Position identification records

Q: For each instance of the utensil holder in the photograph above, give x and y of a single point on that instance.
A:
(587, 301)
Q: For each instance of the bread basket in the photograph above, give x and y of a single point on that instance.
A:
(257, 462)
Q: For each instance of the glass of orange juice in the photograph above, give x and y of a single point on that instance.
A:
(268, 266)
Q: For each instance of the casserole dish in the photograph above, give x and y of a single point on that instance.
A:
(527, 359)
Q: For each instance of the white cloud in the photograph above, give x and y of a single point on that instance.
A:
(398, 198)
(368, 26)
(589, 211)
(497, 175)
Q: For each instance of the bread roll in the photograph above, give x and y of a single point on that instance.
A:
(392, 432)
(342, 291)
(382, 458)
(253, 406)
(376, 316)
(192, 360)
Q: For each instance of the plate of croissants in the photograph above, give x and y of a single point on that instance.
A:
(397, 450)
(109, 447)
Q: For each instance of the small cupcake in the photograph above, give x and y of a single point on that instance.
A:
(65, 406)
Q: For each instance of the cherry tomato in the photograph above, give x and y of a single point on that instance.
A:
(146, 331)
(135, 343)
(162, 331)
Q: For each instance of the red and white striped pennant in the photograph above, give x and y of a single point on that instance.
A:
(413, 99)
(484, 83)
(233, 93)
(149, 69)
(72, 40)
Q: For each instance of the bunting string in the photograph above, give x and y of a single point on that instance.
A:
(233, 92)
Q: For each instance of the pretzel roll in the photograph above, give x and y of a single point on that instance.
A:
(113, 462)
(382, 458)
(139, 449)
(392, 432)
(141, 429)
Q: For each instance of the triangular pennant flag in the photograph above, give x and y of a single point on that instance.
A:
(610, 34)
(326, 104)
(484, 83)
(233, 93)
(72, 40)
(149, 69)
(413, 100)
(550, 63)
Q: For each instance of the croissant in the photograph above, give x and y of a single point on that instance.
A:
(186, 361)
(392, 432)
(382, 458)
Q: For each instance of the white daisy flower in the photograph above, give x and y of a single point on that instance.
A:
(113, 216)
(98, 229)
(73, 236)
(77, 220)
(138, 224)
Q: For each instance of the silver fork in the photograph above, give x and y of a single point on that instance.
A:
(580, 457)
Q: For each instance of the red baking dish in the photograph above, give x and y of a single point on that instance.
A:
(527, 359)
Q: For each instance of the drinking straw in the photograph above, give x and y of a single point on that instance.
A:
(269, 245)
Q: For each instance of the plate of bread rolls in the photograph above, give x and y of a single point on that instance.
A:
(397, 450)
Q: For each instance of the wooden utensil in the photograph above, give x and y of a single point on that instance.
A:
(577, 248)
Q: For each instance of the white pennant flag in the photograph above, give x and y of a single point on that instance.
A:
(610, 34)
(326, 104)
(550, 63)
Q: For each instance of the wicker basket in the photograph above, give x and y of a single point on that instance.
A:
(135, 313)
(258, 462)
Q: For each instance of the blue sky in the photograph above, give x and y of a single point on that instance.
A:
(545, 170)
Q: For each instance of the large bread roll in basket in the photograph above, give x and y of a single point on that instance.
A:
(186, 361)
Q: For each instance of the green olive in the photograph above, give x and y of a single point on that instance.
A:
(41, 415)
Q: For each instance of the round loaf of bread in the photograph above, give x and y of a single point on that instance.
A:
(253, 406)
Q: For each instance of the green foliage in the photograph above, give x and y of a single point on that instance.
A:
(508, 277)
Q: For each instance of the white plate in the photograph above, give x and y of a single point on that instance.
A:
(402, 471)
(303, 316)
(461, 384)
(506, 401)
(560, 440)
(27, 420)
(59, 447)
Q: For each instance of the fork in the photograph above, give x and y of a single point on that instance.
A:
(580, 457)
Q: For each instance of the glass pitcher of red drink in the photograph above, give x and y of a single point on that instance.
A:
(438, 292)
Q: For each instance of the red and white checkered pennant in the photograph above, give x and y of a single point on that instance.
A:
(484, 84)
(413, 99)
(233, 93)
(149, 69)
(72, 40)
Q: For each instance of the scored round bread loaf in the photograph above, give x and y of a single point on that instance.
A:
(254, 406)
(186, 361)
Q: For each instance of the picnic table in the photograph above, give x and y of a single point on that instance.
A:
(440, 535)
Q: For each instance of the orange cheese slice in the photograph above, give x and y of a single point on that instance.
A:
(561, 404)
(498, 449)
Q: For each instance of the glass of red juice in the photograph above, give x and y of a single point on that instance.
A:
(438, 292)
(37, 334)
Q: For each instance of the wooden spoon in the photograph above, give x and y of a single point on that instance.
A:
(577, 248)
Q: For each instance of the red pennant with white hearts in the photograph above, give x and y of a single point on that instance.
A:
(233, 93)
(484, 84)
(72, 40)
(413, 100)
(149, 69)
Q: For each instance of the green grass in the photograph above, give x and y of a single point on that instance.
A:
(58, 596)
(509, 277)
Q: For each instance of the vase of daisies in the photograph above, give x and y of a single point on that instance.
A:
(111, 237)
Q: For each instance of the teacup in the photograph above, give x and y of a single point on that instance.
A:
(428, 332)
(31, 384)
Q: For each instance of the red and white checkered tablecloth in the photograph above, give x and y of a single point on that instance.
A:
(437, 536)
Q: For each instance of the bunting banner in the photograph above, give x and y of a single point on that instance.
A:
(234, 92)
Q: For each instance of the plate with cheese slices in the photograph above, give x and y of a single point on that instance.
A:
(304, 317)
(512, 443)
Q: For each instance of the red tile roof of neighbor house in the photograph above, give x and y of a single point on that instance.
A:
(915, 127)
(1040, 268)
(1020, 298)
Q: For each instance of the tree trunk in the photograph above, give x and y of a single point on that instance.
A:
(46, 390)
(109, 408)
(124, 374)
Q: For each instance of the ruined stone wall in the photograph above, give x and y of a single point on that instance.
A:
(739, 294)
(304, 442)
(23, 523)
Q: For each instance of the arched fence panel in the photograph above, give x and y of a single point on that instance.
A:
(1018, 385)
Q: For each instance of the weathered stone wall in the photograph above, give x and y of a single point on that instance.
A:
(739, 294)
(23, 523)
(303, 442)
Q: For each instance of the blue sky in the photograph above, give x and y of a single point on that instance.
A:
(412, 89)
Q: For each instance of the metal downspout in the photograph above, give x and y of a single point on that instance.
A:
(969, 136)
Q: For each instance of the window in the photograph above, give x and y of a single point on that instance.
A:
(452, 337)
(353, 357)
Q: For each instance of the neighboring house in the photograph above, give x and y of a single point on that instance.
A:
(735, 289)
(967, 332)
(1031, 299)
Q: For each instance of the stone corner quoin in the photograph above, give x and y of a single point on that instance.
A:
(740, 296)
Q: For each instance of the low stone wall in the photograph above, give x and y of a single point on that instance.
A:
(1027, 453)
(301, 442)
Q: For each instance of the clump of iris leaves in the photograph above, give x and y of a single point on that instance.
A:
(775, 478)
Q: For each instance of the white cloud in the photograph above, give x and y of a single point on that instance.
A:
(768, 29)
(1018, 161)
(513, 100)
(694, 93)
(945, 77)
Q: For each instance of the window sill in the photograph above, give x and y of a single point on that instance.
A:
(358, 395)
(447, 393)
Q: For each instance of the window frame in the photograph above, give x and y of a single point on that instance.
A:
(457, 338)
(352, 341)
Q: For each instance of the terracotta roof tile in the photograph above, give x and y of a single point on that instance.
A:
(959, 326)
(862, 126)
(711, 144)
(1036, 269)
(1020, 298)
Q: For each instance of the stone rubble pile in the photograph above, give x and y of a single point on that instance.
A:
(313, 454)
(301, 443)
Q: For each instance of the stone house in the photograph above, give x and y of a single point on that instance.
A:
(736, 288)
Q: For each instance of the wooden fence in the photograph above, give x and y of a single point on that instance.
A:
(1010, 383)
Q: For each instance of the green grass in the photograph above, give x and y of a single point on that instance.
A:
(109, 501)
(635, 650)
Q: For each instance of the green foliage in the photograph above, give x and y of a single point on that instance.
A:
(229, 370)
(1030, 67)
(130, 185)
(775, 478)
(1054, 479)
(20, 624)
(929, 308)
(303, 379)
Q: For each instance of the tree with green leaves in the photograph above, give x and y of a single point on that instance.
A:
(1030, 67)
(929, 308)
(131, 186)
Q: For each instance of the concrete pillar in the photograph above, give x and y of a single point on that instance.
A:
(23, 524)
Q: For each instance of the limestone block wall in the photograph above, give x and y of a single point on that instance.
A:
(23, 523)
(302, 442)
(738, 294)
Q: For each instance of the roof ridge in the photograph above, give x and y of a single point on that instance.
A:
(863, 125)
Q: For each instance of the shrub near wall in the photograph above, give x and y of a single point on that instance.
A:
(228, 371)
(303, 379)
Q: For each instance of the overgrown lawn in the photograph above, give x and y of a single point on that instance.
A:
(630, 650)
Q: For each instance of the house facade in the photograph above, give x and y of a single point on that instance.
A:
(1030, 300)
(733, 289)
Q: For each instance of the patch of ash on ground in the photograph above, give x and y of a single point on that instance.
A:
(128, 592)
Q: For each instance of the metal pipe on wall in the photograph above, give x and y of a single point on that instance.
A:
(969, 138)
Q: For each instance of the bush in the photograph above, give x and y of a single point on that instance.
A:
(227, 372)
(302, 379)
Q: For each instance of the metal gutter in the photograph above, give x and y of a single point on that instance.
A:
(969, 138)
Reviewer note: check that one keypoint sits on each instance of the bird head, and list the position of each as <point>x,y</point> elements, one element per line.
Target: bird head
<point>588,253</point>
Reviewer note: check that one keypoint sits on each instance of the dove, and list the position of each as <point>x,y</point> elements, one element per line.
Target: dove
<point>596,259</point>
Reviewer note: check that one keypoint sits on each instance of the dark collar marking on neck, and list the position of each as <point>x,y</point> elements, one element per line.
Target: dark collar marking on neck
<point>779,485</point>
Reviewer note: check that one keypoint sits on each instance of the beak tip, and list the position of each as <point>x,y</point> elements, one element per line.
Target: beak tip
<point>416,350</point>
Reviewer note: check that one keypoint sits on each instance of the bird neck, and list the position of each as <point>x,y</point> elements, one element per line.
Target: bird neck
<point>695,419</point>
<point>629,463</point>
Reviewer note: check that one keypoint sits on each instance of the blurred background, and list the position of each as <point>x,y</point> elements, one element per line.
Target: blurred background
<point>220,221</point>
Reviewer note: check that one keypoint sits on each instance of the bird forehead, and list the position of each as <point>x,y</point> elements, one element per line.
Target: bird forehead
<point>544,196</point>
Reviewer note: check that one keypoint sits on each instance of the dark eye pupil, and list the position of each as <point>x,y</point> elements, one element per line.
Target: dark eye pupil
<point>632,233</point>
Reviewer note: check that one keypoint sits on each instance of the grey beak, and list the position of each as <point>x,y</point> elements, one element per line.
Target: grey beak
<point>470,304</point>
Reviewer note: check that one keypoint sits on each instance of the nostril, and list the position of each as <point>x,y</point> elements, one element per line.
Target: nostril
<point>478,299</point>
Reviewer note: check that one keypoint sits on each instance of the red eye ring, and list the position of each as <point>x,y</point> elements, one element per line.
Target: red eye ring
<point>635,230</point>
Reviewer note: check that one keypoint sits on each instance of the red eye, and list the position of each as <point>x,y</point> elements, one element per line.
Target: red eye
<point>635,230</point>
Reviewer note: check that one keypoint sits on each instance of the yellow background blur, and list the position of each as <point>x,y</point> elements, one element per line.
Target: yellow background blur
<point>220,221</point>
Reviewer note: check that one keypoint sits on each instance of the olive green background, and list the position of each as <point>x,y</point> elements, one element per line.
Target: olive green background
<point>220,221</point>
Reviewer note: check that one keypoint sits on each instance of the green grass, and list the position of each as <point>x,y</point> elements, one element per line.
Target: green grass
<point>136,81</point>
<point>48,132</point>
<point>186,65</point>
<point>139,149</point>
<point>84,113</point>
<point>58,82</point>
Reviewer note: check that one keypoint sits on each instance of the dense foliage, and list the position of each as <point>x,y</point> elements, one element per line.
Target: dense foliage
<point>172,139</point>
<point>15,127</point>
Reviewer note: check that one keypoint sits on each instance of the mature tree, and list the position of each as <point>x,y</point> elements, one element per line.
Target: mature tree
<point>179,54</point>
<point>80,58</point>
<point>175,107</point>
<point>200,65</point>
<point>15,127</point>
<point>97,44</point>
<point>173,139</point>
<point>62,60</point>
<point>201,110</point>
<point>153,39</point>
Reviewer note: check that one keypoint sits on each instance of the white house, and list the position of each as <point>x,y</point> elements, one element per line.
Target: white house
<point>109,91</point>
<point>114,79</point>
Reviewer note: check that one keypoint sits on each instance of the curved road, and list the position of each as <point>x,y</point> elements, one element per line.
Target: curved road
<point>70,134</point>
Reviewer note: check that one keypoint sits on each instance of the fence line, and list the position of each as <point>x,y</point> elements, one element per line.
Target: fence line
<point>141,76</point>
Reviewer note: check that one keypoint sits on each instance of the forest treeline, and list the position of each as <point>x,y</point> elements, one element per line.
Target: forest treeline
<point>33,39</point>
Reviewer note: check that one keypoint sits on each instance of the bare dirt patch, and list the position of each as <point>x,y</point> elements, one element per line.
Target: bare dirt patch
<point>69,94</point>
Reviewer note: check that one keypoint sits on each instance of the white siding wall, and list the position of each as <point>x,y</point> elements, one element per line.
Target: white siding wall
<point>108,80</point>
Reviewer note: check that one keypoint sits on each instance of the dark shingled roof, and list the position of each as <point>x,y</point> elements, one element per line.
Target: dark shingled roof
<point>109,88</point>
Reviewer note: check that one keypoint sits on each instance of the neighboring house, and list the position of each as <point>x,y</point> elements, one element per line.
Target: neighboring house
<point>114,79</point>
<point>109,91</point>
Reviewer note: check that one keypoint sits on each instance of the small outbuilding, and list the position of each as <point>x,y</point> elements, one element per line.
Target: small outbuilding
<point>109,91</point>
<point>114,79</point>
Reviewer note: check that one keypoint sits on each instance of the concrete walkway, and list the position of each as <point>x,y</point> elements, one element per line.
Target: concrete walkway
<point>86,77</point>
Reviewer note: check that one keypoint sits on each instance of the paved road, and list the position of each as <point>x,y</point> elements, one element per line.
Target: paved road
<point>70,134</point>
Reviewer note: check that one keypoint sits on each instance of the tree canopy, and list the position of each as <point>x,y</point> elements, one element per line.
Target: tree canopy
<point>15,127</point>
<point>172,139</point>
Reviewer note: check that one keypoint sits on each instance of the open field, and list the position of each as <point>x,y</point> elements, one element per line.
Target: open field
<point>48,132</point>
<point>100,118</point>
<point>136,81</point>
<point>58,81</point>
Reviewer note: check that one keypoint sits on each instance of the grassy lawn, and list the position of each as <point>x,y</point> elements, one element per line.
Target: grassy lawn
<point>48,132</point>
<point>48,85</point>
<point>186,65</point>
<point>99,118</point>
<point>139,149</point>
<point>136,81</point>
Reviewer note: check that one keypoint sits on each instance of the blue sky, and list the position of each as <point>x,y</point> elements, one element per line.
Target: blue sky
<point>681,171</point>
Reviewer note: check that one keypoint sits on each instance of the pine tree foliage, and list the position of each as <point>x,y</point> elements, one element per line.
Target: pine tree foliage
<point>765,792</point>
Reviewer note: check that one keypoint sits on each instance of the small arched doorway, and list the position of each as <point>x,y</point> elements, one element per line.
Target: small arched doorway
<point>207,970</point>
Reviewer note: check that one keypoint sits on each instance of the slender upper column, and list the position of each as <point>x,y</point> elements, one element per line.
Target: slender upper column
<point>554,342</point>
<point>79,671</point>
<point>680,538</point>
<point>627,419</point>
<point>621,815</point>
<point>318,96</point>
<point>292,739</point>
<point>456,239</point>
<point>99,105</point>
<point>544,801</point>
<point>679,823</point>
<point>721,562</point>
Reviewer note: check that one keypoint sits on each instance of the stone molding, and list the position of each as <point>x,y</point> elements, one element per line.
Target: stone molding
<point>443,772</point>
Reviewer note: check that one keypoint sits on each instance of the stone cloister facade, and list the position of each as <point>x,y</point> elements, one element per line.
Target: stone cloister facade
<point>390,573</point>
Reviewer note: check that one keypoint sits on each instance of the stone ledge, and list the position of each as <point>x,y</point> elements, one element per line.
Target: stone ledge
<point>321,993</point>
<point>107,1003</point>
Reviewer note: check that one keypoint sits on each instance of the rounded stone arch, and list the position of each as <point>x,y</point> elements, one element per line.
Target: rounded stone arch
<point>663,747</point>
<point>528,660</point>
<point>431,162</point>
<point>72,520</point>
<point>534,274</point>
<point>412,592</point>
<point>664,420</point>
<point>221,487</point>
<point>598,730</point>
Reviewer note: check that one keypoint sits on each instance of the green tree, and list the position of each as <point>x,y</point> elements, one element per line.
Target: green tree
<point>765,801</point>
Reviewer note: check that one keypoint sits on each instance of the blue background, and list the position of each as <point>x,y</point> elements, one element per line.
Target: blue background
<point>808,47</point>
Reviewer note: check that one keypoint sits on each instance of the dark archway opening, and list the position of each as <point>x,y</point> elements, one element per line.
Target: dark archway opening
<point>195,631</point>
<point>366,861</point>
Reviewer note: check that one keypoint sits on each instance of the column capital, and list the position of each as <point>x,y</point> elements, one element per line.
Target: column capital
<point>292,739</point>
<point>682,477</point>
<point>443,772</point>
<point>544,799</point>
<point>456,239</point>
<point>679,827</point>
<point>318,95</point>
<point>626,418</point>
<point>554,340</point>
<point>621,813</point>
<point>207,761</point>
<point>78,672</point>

The problem: Could you reproduce only the part above that opens with the line containing "of the grassy" and closes with the line containing "<point>765,792</point>", both of those lines included, with every line kept, requests too? Scale each x and y coordinate in the answers by 2.2, and round to whole numbers with halves going up.

Reply to the exercise:
Reviewer note: check that one keypoint sits on each instance of the grassy lawn, and list the position of each as <point>x,y</point> elements, one element per line.
Target: grassy lawn
<point>106,290</point>
<point>106,187</point>
<point>409,143</point>
<point>218,260</point>
<point>306,328</point>
<point>299,178</point>
Reviewer note: check that one keypoint sits on each instance of the blue sky, and list the position of each as <point>x,y</point> elements, one element per line.
Target: blue sky
<point>1498,376</point>
Reviewer note: check that one keypoint sits on each instance of the pine tree foliage, and list the position of each as <point>x,y</point> elements, one element per line.
Target: pine tree foliage
<point>1683,1742</point>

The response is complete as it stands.